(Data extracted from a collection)
══════
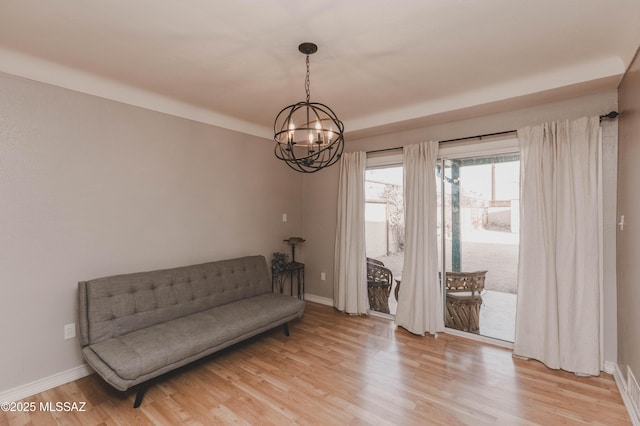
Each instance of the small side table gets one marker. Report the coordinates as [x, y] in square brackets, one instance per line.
[291, 271]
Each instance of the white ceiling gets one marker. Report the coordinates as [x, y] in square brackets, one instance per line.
[380, 65]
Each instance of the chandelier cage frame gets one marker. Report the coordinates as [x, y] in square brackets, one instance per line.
[308, 135]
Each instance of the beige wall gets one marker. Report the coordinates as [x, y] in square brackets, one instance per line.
[629, 206]
[320, 198]
[90, 187]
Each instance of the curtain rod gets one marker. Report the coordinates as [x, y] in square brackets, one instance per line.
[611, 115]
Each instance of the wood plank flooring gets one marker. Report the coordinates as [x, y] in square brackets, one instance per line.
[337, 369]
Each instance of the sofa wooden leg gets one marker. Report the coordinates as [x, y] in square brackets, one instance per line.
[140, 394]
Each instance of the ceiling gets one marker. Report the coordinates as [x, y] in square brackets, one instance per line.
[381, 65]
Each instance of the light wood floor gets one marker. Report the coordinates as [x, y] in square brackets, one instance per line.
[337, 369]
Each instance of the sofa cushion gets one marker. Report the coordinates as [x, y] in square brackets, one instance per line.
[121, 304]
[144, 351]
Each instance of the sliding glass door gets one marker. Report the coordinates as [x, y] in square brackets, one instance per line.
[479, 240]
[384, 228]
[478, 231]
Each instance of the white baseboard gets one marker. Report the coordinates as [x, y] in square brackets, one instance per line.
[46, 383]
[318, 299]
[622, 388]
[610, 367]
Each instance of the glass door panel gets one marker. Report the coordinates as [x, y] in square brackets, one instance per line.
[480, 237]
[384, 229]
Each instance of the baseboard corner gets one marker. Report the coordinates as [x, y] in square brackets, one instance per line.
[318, 299]
[46, 383]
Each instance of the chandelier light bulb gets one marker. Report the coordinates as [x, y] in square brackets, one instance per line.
[321, 126]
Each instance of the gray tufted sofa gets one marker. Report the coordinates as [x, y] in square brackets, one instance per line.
[135, 327]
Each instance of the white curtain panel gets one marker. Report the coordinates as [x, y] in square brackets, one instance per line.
[350, 270]
[558, 312]
[420, 298]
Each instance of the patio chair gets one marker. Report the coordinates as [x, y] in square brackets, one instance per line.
[379, 281]
[464, 299]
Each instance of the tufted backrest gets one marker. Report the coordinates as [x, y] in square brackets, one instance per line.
[113, 306]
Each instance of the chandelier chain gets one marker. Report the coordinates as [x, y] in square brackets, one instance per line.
[307, 84]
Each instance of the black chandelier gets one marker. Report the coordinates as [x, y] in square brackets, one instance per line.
[309, 136]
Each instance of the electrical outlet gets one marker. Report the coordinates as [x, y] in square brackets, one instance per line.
[70, 331]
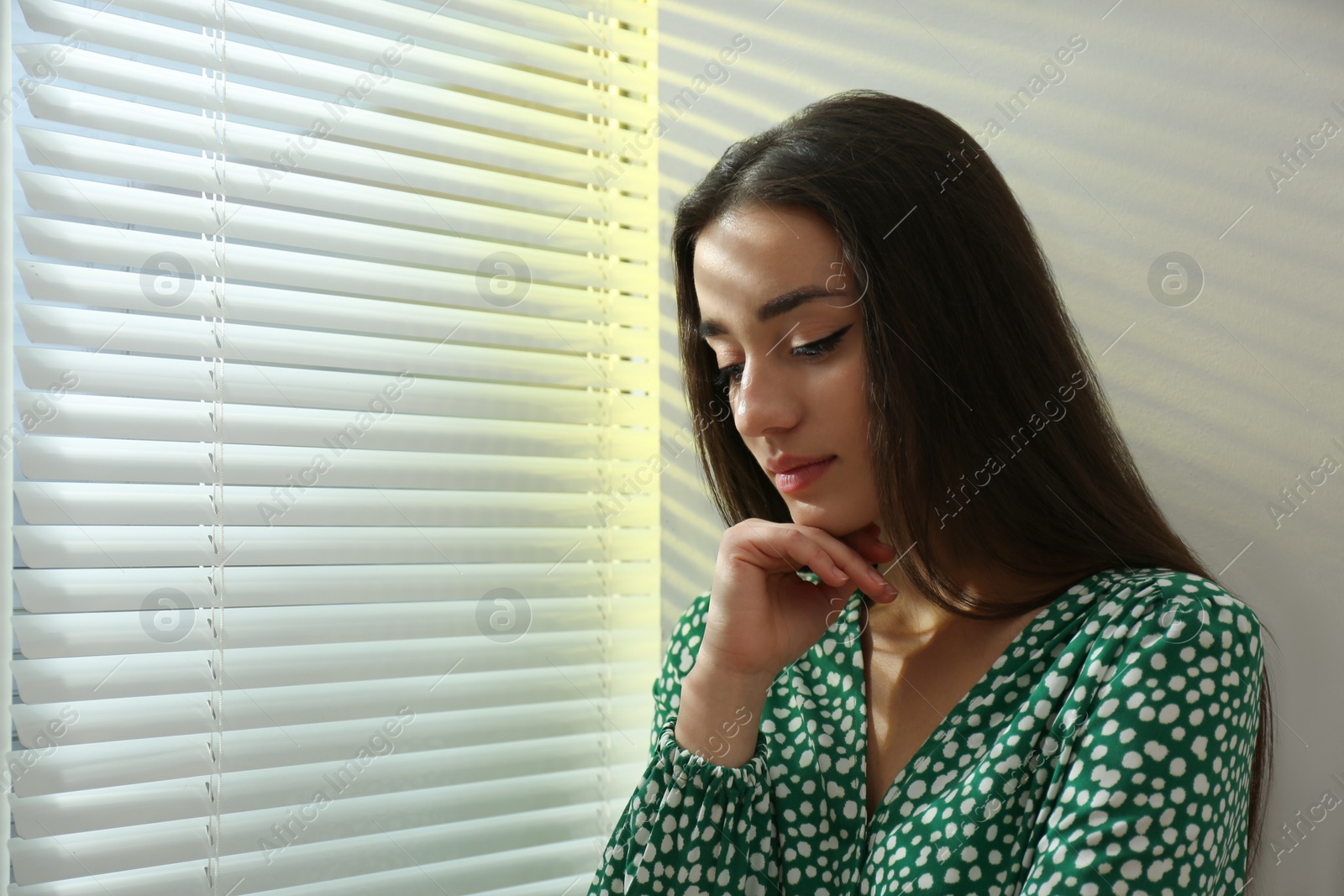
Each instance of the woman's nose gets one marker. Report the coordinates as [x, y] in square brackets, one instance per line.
[763, 402]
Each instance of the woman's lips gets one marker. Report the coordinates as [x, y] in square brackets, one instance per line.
[801, 477]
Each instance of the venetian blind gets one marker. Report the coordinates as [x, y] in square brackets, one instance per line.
[335, 338]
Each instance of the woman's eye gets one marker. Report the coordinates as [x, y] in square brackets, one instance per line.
[732, 372]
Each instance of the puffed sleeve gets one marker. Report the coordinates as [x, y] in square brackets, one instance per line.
[691, 826]
[1155, 799]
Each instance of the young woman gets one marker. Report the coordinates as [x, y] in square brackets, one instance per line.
[952, 644]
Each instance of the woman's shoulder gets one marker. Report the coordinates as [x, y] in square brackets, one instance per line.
[1186, 606]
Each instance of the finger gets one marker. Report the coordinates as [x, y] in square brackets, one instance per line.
[867, 543]
[851, 562]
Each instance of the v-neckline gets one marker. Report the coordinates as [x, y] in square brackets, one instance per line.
[958, 710]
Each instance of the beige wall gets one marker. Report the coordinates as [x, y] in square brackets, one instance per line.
[1160, 136]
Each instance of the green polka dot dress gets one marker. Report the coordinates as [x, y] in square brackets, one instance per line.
[1108, 752]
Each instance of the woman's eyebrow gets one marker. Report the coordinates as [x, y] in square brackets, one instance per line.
[769, 311]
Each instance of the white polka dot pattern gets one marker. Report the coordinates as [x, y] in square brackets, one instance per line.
[1106, 752]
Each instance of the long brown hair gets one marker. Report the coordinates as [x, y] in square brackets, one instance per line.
[968, 348]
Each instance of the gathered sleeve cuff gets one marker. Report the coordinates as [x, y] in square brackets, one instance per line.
[694, 826]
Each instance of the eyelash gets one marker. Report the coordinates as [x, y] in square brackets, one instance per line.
[732, 371]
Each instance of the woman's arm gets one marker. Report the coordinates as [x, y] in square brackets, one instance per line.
[1155, 799]
[703, 808]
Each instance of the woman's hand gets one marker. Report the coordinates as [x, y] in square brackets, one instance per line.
[763, 616]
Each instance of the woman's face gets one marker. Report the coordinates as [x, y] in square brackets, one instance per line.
[796, 382]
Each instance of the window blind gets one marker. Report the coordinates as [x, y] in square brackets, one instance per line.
[335, 340]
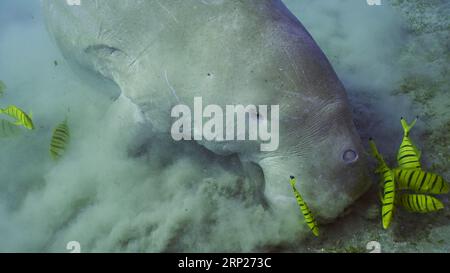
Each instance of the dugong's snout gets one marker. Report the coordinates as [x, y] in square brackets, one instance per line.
[331, 174]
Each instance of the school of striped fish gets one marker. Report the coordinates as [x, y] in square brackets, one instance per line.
[14, 117]
[414, 185]
[407, 185]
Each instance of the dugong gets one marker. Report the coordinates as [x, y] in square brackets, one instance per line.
[161, 53]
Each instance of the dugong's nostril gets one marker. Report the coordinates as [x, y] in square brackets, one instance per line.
[349, 156]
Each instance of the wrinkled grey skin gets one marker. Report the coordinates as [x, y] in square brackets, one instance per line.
[161, 53]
══════
● **What to do**
Any pictures should be dropped; transcribe the rest of the records above exactly.

● **Output for this task**
Each instance of the small side table gets one marker. Report the coordinates as [x, y] in square brackets, one instance per line.
[291, 271]
Each instance of the white ceiling gets one marker. Report the coordinates as [x, y] in square brackets, one instance per line.
[380, 65]
Each instance of the chandelier cage frame gets one marker. Report the coordinates as [x, y] in square brackets, one instance per line.
[308, 135]
Each instance of the beige wall gets one marker. Report the coordinates as [x, y] in square brackets, one instance per line.
[629, 206]
[320, 198]
[90, 187]
Each instance of the curtain rod gets one marker. Report the coordinates as [x, y] in square brackets, one instance per line.
[611, 115]
Each instance of the wood plank flooring gets one marker. Report the coordinates as [x, y] in square brackets, one instance per line.
[337, 369]
Each instance of the sofa wooden leg gets one marker. Report the coordinates as [x, y] in square brackets, one instance per line.
[140, 394]
Each instance of the ceiling gets one marker. Report the coordinates as [x, y] in square brackets, one instance per line.
[381, 65]
Each instance of the light wood floor gets one marker. Report the coordinates as [x, y] in square brackets, one instance per line.
[337, 369]
Each instance of the sofa cushion gets one marker. Report the coordinates as [x, y] in square brackets, one instance per line.
[121, 304]
[144, 351]
Each instance of the sliding glass door gets one marker. Report the coordinates as [x, y] in square brackets, one instance per line.
[479, 240]
[384, 228]
[478, 231]
Each instance of the white baseboard gets one marker. Report the coordinates as [x, y] in square brackets, one instance per line.
[46, 383]
[318, 299]
[622, 388]
[610, 367]
Each instance of the glass door panel gets one marker. Report the coordinates as [x, y] in square brackets, one instance per line.
[480, 237]
[384, 229]
Each instance of the baseboard corner gets one marker. Report the coordinates as [x, y] in square brackets, one instance per line.
[318, 299]
[46, 383]
Each instance of the chandelier light bulb gets one marker. Report the coordinates as [x, y] in square brackets, one instance per line.
[321, 126]
Each instance of the gray tufted sofa gets one marker. Report the coordinates as [x, y] in square brackets, one instance per line.
[135, 327]
Each instance of the white curtain panel gets one marker. Report the coordinates as [x, y] in square brackets, one instance per line.
[350, 270]
[558, 312]
[420, 298]
Each instance of the patio chair gets one marker. Report the coordinates as [x, y] in square brackets, one instance per line.
[379, 281]
[464, 299]
Each instance of the tufted backrest gets one marker. Report the coordinates as [x, y] in square brackets, one instance per line.
[113, 306]
Each instance of the chandelier chain gets one marker. Report the coordinates as [x, y] in square brackets, one instance per line.
[307, 84]
Each instance of the black chandelier gets one marker. Report the coordinates as [x, y] in square brackets, one instance per line.
[309, 136]
Each instance of the electrical outlet gets one marker. Report the coordinates as [x, y] in square brackets, one instance per line.
[70, 331]
Each instance of the woman's nose gets one marker. Report the coordinates as [x, y] in square brackets, one instance per line.
[763, 402]
Each instance of the woman's lips gets one marker. Report the coordinates as [x, y] in square brackets, one instance per line.
[801, 477]
Each instance of the venetian blind gets one marker. Report the coordinates as [x, y] in square brackets, one instance per line.
[335, 338]
Each instance of the woman's eye gets one marker. Report the coordinates as [x, y] in square brackets, one instance per line.
[732, 372]
Each instance of the puffed sleeve gets one marker. Report the coordinates as [x, y] in square brackets, one instance per line.
[691, 826]
[1155, 799]
Each instance of the young woman gets one marker. Report the coordinates as [x, y] in square brackets, one instance per line.
[952, 644]
Each instance of the woman's shoulder gets one marker. Report the coordinates as [x, y] in square brackets, one instance per line.
[1186, 606]
Each instance of the finger gets one marker. Report the coordinates as [x, y] in square brackets, one instance per line.
[867, 543]
[851, 562]
Each instance of the v-neckline gets one marker. Report the coordinates as [x, y] in square brackets, one instance per line.
[958, 710]
Each instance of the beige wall gets one marker. Report the coordinates as [x, y] in square brackets, one instance per line.
[1160, 136]
Each instance of the green polka dot dress gets one marker. Report the coordinates as [x, y] in square brackets, one instance per line.
[1108, 752]
Each instance of the woman's eyebrow gets one marker. Report the coordinates as [x, y] in square brackets, one instance per line.
[769, 311]
Each instance of the white polka dot pattern gets one marker. Report the coordinates as [x, y] in square brackets, one instance per line.
[1106, 752]
Each instance of the long brown hair gets one marker. Report the coordinates as [x, y] in square brackets, one instance per line.
[968, 348]
Each instance of the gathered sleeve cuff gets one marker. Report the coordinates as [x, y] in square brackets, one instance per line.
[694, 826]
Each instance of the eyelash gets one marker. Report the coordinates as [x, y] in square brackets, one instance per line.
[732, 371]
Each instance of the woman's arm gets one marker. Report the coordinates as [x, y] in square brackets, one instance per line.
[1155, 799]
[703, 808]
Each instance of the woman's hand gets one marker. Report the coordinates as [x, y] in square brackets, one instance per line.
[763, 616]
Each instance of the woman's face gets one marker. Report the coordinates as [x, y] in square brackets, one instance per line.
[796, 382]
Each instance of the window blind gets one marker. Report the coordinates as [x, y] in square brackets, one instance per line.
[335, 340]
Each instance of the dugong's snout gets one marker. Report the coordinates as [x, y] in square brackets, one instance per line.
[331, 174]
Each instance of the school of striped fish gets one marker. Report the coordinates as [x, y] in square brackets, one instance per line.
[14, 117]
[414, 185]
[407, 185]
Each instance of the dugong gets one marker. Report the coordinates as [x, y] in square brackets, one instance per line.
[161, 53]
Each instance of the dugong's nostril gets one marker. Report the coordinates as [x, y] in square brackets, one instance per line.
[349, 156]
Each instance of the wrinkled grey skin gets one marker. Report the coordinates as [x, y] in square brackets, one instance per line.
[161, 53]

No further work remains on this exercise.